Nothing more is wanted than an exact repeat of the data below.

====== Material shown ======

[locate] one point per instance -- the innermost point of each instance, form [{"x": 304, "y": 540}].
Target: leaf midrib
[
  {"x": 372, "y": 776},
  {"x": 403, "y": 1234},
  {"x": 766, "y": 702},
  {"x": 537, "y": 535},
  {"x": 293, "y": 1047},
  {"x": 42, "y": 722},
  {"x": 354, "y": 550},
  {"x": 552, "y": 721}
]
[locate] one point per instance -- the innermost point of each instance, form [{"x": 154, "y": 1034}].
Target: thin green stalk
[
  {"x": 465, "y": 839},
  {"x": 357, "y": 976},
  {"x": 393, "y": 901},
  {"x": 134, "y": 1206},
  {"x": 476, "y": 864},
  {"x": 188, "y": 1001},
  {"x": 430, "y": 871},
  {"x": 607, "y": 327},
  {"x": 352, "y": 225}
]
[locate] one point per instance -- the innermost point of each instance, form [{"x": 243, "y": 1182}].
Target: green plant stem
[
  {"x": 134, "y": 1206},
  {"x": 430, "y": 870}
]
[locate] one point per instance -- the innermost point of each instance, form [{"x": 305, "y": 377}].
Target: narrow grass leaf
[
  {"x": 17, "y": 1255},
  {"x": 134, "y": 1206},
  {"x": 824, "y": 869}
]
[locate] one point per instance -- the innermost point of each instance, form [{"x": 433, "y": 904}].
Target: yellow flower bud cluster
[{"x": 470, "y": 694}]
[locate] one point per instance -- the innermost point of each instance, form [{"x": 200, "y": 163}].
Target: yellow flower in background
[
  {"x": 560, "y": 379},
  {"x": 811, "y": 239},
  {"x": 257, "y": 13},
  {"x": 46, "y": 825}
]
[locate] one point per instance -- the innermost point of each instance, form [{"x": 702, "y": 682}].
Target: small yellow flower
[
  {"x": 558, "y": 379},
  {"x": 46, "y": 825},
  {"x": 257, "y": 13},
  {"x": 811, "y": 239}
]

======

* **Exercise output**:
[locate] one point per instance -- the innermost point of each instance, form [{"x": 304, "y": 540}].
Target: leaf midrib
[
  {"x": 372, "y": 776},
  {"x": 403, "y": 1234},
  {"x": 766, "y": 702},
  {"x": 537, "y": 535},
  {"x": 293, "y": 1047},
  {"x": 42, "y": 722},
  {"x": 354, "y": 550},
  {"x": 552, "y": 721}
]
[locate] one point per instance -- the innermost point of each instance, form [{"x": 154, "y": 1034}].
Target: thin green stalk
[
  {"x": 465, "y": 839},
  {"x": 357, "y": 976},
  {"x": 393, "y": 901},
  {"x": 134, "y": 1206},
  {"x": 476, "y": 864},
  {"x": 188, "y": 1001},
  {"x": 430, "y": 871},
  {"x": 607, "y": 327},
  {"x": 352, "y": 225}
]
[locate] one point per instance -- the innermost point of each instance, form [{"x": 243, "y": 1182}].
Target: green plant stem
[
  {"x": 134, "y": 1206},
  {"x": 430, "y": 870}
]
[locate] one point per instance -- the innermost point of each instance, form [{"x": 305, "y": 377}].
Target: narrow grass leaf
[
  {"x": 17, "y": 1255},
  {"x": 134, "y": 1206},
  {"x": 824, "y": 869}
]
[locate] one point per instance -- the innermost point of each instance, form [{"x": 433, "y": 904}].
Target: yellow flower bud cluster
[{"x": 470, "y": 694}]
[locate] one point per instance -- the innermost point of each instance, form [{"x": 200, "y": 163}].
Target: yellow flower in background
[
  {"x": 560, "y": 379},
  {"x": 811, "y": 239},
  {"x": 257, "y": 13},
  {"x": 46, "y": 825}
]
[locate] one point per instance -- the innermost point of each instance, form [{"x": 702, "y": 682}].
Target: small yellow flower
[
  {"x": 558, "y": 379},
  {"x": 46, "y": 825},
  {"x": 257, "y": 13},
  {"x": 811, "y": 239}
]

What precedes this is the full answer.